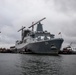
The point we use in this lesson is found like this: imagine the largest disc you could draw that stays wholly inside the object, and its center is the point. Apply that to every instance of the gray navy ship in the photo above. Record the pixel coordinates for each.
(39, 41)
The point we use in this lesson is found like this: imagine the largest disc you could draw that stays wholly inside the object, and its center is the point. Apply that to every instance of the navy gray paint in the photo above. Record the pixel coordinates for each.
(33, 42)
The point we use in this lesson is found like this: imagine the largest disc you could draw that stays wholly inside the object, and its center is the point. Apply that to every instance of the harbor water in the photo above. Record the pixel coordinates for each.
(29, 64)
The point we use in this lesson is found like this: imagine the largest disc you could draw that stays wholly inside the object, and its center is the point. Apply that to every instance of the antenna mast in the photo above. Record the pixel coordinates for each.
(36, 23)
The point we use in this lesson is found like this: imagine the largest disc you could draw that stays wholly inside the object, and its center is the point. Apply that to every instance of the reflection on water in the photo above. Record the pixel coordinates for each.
(26, 64)
(41, 65)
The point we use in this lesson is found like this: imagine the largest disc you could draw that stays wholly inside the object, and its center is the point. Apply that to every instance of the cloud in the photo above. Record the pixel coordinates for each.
(60, 17)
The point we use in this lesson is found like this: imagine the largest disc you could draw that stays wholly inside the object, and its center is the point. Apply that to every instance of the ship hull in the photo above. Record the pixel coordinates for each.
(44, 47)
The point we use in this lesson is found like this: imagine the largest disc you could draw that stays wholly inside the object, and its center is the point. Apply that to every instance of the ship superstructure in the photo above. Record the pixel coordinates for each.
(39, 41)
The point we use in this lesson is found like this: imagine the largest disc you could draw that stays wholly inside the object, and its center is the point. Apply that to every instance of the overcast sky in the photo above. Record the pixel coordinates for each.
(60, 17)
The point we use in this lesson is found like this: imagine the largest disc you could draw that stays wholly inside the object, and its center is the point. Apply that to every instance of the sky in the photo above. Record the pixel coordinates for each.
(60, 17)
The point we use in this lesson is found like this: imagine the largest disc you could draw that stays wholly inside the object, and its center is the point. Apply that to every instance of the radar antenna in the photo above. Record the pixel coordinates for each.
(36, 23)
(22, 31)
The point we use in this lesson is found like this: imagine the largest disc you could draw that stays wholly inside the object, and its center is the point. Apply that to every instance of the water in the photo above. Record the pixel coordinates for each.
(27, 64)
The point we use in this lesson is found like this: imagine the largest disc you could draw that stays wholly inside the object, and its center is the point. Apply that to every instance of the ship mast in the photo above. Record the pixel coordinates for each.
(32, 26)
(22, 31)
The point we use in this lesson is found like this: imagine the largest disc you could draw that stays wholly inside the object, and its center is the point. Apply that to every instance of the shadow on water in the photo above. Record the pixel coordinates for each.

-*-*-

▶ Required work:
Give again, word for word, every line from the one holding "of the overcast" to the end of the data.

▶ Response to the exercise:
The point we use in this lesson is found like this: imagine the largest disc you could draw that stays wholly inside the object, and its center is the point. Apply that to every instance of the overcast sky in the photo above. Record the pixel coordinates for each.
(60, 17)
The point we use in this lesson is found like this: imagine the largest disc you could draw that stays wholly inside the object, and its center is the point. Apply that to every instance of the sky in the photo above. Record the pixel coordinates for each.
(60, 17)
The point we use in this lesson is found like this: imagine the largest disc you could draw that stays wholly inside the object, and its center is the point. Apply that to every instance of the radar antenna in the photo above. Record the pixel coordinates for each.
(36, 23)
(22, 31)
The point we use in this lesson is found like this: imagine the largest disc you could draw that stays wholly inside the object, and its center is the point. Apply that to every instance of the water in the photo above. Record the pixel coordinates for each.
(27, 64)
The point we use in this lesson is found like this: imagine the largest disc you could draw that stays wholly inside the object, and its center is the point. Apply that to every instance of the ship mast in the photo above. Record the pixel coordinates for each.
(32, 26)
(22, 31)
The point we use in this lesson is found like this: imagine the largest disc you could draw that stays wholly inside the object, and its center is the point. Apply that to every instance of the shadow on water in the photo above. Record the pixel coordinates for each.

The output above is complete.